• WHAT TO PRODUCE
Print the entire listing. Each line must match the original exactly.

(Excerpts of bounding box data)
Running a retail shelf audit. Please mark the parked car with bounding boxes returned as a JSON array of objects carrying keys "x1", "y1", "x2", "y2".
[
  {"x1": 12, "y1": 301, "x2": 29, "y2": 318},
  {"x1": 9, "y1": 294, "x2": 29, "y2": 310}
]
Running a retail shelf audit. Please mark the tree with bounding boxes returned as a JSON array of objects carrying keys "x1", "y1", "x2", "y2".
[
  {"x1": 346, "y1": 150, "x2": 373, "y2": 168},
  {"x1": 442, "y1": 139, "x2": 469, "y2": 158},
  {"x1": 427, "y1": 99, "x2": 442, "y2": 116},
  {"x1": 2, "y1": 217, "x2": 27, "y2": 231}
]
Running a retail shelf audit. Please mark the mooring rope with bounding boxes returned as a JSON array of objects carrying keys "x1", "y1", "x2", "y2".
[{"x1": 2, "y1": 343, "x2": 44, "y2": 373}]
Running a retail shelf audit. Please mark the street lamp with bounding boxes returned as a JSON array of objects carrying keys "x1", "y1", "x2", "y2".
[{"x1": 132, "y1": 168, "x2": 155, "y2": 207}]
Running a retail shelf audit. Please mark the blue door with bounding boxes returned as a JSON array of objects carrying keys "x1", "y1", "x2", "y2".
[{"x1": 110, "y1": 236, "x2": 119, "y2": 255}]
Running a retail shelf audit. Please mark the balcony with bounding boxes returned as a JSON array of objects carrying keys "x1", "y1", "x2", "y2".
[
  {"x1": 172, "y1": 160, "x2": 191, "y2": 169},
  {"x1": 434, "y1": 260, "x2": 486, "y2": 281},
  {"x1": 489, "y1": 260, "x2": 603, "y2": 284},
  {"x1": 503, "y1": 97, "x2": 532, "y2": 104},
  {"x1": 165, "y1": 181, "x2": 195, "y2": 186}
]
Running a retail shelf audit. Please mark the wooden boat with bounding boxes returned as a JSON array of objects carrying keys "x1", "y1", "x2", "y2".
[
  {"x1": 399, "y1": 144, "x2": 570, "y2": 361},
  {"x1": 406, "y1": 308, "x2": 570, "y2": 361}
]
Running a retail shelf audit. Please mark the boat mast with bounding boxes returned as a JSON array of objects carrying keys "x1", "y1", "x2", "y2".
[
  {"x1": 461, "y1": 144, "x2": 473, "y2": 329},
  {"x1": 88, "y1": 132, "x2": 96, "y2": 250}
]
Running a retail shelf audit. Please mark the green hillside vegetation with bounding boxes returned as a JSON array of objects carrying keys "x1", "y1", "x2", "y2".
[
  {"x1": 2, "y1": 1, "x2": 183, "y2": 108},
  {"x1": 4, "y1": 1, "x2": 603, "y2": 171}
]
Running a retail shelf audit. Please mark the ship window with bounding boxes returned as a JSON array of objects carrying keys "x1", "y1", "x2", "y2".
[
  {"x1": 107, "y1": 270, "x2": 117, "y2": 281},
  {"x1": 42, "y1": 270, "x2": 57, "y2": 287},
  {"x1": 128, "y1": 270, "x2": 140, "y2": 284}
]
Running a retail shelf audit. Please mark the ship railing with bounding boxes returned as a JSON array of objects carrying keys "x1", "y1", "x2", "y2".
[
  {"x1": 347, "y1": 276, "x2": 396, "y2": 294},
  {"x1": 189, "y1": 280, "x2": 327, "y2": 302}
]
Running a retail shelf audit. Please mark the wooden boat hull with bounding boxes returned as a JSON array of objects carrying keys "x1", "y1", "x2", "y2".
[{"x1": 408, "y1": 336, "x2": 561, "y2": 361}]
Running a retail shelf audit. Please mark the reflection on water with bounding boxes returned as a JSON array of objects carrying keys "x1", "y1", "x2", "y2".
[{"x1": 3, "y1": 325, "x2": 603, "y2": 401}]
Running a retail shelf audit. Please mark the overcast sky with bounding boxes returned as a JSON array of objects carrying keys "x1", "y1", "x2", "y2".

• SOLUTION TO THIS TASK
Running a retail shelf audit. Please mark the parked car with bounding boxes returned as a JSON array of objects carrying keys "x1", "y1", "x2", "y2".
[
  {"x1": 12, "y1": 301, "x2": 29, "y2": 318},
  {"x1": 9, "y1": 294, "x2": 29, "y2": 310}
]
Running a retail shelf audit. Please mark the tree with bounding boxes returned as a JSON array of objects carrying keys "x1", "y1", "x2", "y2".
[
  {"x1": 346, "y1": 150, "x2": 373, "y2": 168},
  {"x1": 442, "y1": 139, "x2": 469, "y2": 158},
  {"x1": 427, "y1": 99, "x2": 442, "y2": 116},
  {"x1": 2, "y1": 217, "x2": 27, "y2": 231}
]
Running a retail shelf audit. Please mark the mooring rope with bounding boxes returned as a JSON array of objects carrying keys "x1", "y1", "x2", "y2".
[{"x1": 2, "y1": 343, "x2": 44, "y2": 373}]
Running a retail shelf audit. Please mark the street lamp with bounding boxes returned as a JSON array of objects carrying keys "x1", "y1", "x2", "y2".
[{"x1": 132, "y1": 168, "x2": 155, "y2": 207}]
Running a retail shelf audit. Please mark the blue door with bounding boxes returned as a JSON array of objects carrying keys "x1", "y1", "x2", "y2".
[{"x1": 110, "y1": 236, "x2": 119, "y2": 255}]
Running a retail shelf audit. Please mark the balcony with bounding boxes returned as a JSON array of objects carrying keys "x1", "y1", "x2", "y2".
[
  {"x1": 172, "y1": 160, "x2": 191, "y2": 169},
  {"x1": 434, "y1": 260, "x2": 486, "y2": 281},
  {"x1": 489, "y1": 260, "x2": 603, "y2": 284},
  {"x1": 503, "y1": 97, "x2": 532, "y2": 104},
  {"x1": 165, "y1": 181, "x2": 195, "y2": 186}
]
Running a retail shelf audit. Please mark the wooden boat with bounding boxes returned as a JSON array of objects carrying keys "x1", "y1", "x2", "y2".
[
  {"x1": 399, "y1": 144, "x2": 570, "y2": 361},
  {"x1": 406, "y1": 308, "x2": 570, "y2": 361}
]
Running a retail shelf audit. Please mark the boat mast with bounding boxes returned as a JSON array of objects carrying keys "x1", "y1", "x2", "y2".
[
  {"x1": 461, "y1": 144, "x2": 473, "y2": 329},
  {"x1": 88, "y1": 132, "x2": 96, "y2": 250}
]
Running a retail shelf audit. Please mark the green hillside vegetation with bounding boxes returned as a JSON array of objects carrying keys "x1", "y1", "x2", "y2".
[
  {"x1": 2, "y1": 1, "x2": 183, "y2": 108},
  {"x1": 4, "y1": 1, "x2": 603, "y2": 171}
]
Running a retail shelf audit. Please mark the ship window with bounding boxes returned as a JSON array of objects carrying keys "x1", "y1", "x2", "y2".
[
  {"x1": 107, "y1": 270, "x2": 117, "y2": 281},
  {"x1": 42, "y1": 270, "x2": 57, "y2": 287},
  {"x1": 128, "y1": 270, "x2": 140, "y2": 284}
]
Running a retail shelf audit. Please mark the ship railing with bounding boxes returned as a JSON array of objects carrying keys "x1", "y1", "x2", "y2".
[
  {"x1": 347, "y1": 276, "x2": 396, "y2": 294},
  {"x1": 189, "y1": 280, "x2": 327, "y2": 302}
]
Running a retail shelf audit. Please mark the wooden boat hull with bounding boxes returned as a JSON array of objects carrying keys "x1", "y1", "x2", "y2".
[{"x1": 408, "y1": 336, "x2": 561, "y2": 361}]
Running a retail shelf audit. Please mark the reflection on water with bounding boxes returned as a JSON array of objects carrying keys "x1", "y1", "x2", "y2".
[{"x1": 3, "y1": 325, "x2": 603, "y2": 401}]
Running a retail shelf audit. Please mark the overcast sky with bounding boxes returned as a JSON array of objects carrying keys "x1", "y1", "x2", "y2".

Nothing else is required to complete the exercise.